#### [Source extract]
*-*-*

Access to the web is a basic human right.¹
In fact, the person credited with inventing the world wide web as we know it, Tim Berners-Lee, believes that the power of the internet lies in its universality: its ability (at least in theory) to be accessed by anyone, anywhere, at any time. And if the power of the web is linked inextricably with accessibility, it follows that the people who build digital products would want those products to be usable, and valuable, to as many people as possible.
The stark reality is, however, that the web - at it’s very core - is universally accessible; it’s our designs that aren’t. With that in mind, there are several ways to work toward ensuring that an agile team does promote inclusivity in visual, technical, and test design, and it begins by understanding exactly what inclusive design does, and what it doesn’t do.
Inclusive design improves the user experience for everyone
There’s a tendency to approach inclusive design with a mindset singularly focused on improving ease of use for a specific disability. This isn’t exclusively a digital product problem: for decades before the internet was even invented, products designed for accessibility were engineered with just disability in mind. When disabled parking bays were introduced, they were intended to improve accessibility for people with permanent disabilities, like lifelong wheelchair users. Over time, formal permission to use those same bays was extended to people with ‘temporary’ or ‘situational’ disabilities, such as broken limbs or expectant mothers.

*-*-*

#### [Entries supplied]

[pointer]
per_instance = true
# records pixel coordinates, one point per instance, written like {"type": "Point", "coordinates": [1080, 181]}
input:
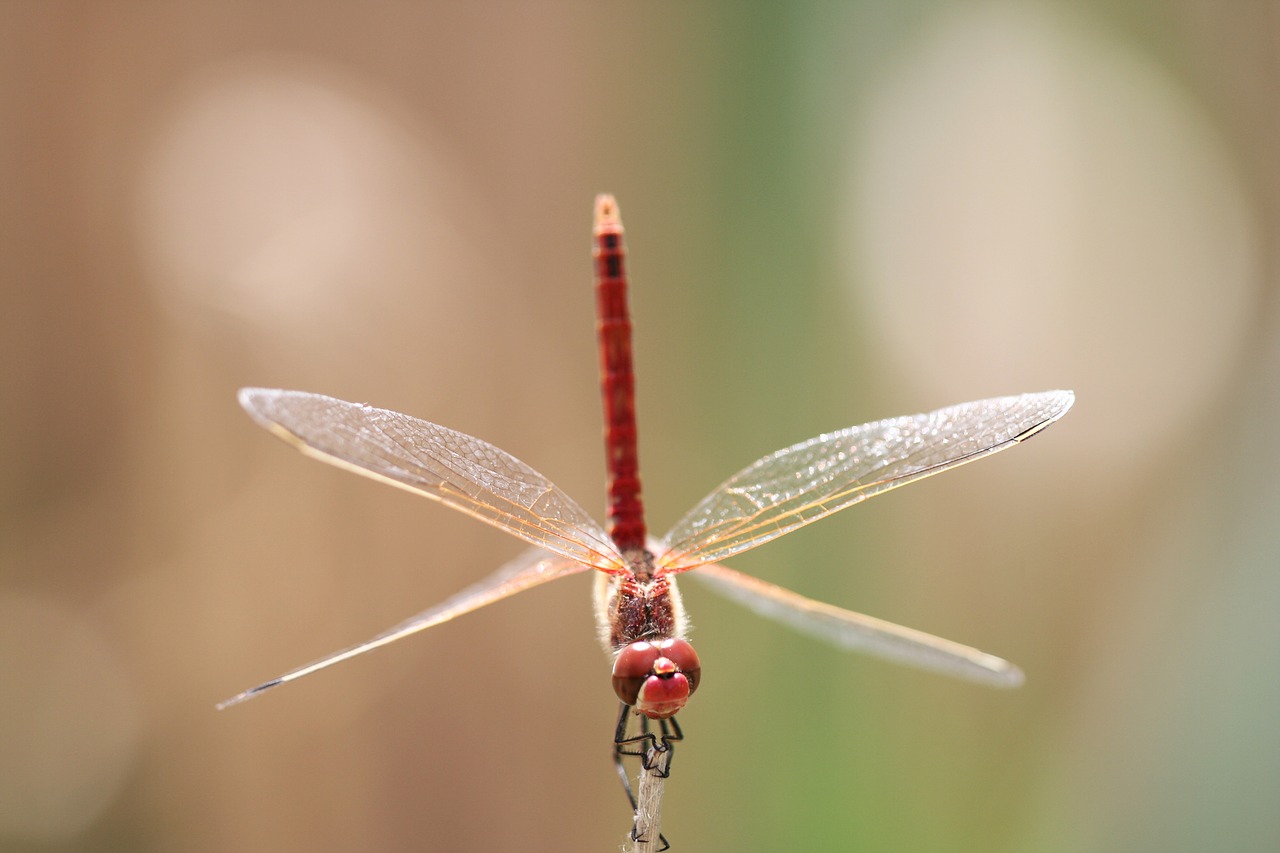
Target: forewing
{"type": "Point", "coordinates": [816, 478]}
{"type": "Point", "coordinates": [530, 569]}
{"type": "Point", "coordinates": [460, 470]}
{"type": "Point", "coordinates": [855, 632]}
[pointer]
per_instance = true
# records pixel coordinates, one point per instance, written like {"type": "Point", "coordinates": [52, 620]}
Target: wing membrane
{"type": "Point", "coordinates": [530, 569]}
{"type": "Point", "coordinates": [810, 480]}
{"type": "Point", "coordinates": [855, 632]}
{"type": "Point", "coordinates": [458, 470]}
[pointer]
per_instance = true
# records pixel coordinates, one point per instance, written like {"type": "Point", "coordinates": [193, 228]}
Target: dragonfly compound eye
{"type": "Point", "coordinates": [657, 678]}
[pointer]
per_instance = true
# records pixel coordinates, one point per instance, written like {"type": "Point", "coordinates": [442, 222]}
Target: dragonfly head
{"type": "Point", "coordinates": [657, 678]}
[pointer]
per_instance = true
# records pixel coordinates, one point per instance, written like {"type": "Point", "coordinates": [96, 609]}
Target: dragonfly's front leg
{"type": "Point", "coordinates": [654, 752]}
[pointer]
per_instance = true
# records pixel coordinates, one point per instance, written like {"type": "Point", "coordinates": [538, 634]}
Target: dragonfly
{"type": "Point", "coordinates": [638, 606]}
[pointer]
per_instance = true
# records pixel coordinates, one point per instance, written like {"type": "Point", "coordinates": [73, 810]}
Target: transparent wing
{"type": "Point", "coordinates": [530, 569]}
{"type": "Point", "coordinates": [453, 468]}
{"type": "Point", "coordinates": [859, 633]}
{"type": "Point", "coordinates": [810, 480]}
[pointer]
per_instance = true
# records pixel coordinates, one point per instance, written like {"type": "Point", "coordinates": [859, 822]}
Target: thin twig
{"type": "Point", "coordinates": [647, 835]}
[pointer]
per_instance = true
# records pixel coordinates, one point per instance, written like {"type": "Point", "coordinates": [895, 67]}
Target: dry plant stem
{"type": "Point", "coordinates": [647, 836]}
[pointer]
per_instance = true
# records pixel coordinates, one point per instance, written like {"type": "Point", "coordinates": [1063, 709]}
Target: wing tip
{"type": "Point", "coordinates": [248, 694]}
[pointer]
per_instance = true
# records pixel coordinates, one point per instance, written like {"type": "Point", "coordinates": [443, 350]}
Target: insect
{"type": "Point", "coordinates": [638, 605]}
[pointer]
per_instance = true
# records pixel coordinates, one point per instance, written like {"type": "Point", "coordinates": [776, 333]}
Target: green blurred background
{"type": "Point", "coordinates": [836, 211]}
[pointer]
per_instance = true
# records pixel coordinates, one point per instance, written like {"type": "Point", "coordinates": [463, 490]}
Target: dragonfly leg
{"type": "Point", "coordinates": [650, 752]}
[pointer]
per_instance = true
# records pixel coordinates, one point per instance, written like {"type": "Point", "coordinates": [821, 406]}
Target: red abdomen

*-*-*

#### [Task]
According to the text on inclusive design, to whom was formal permission to use disabled parking bays later extended?

#### [Result]
People with 'temporary' or 'situational' disabilities, such as broken limbs or expectant mothers.